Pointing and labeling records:
=-=-=-=-=

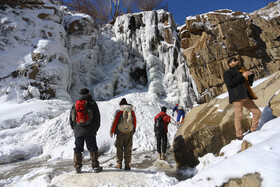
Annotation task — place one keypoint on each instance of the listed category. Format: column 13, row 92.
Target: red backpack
column 84, row 113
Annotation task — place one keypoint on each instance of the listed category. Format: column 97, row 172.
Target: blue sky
column 181, row 9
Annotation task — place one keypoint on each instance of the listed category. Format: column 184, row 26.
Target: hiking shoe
column 163, row 156
column 239, row 138
column 119, row 166
column 97, row 169
column 78, row 170
column 127, row 168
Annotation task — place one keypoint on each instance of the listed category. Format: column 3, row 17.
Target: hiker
column 180, row 113
column 161, row 129
column 85, row 121
column 124, row 126
column 239, row 82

=-=-=-=-=

Aim of the task ▸ Rewrite all the records above with every instance of "Target" replaced by "Label", leaving all other text unchanged. Omit the pictures from your answer.

Exercise output ▸
Annotation task — place one keypoint on each instance of the listed category. Format: column 13, row 92.
Label: red backpack
column 84, row 113
Annotation task — place one keypoint on each instance of the listed category. Format: column 97, row 172.
Label: blue sky
column 181, row 9
Annotation task — place one keypoint on each instance of the listed category. Format: column 184, row 26.
Label: hiking shoe
column 163, row 156
column 239, row 138
column 119, row 166
column 97, row 169
column 78, row 170
column 127, row 168
Annotation task — place one keypoint on each instance of the listed category. Format: column 3, row 17.
Label: hiker
column 180, row 113
column 161, row 129
column 85, row 121
column 124, row 126
column 239, row 82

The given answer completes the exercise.